• Task goal
Repeat the data below word for word, leaving out the pictures.

• Provided information
↓↓↓

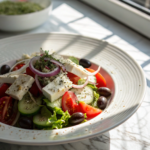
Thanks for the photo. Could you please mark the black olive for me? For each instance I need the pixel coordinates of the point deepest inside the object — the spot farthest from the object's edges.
(76, 118)
(4, 69)
(102, 102)
(25, 122)
(85, 63)
(104, 91)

↑↑↑

• Complete answer
Thanks for the photo. Could you please mark the black olive for me? For each instance I need the pixel coordinates of the point deepest inside the object — the spot farthest from the object's edges.
(76, 118)
(4, 69)
(102, 102)
(25, 122)
(85, 63)
(104, 91)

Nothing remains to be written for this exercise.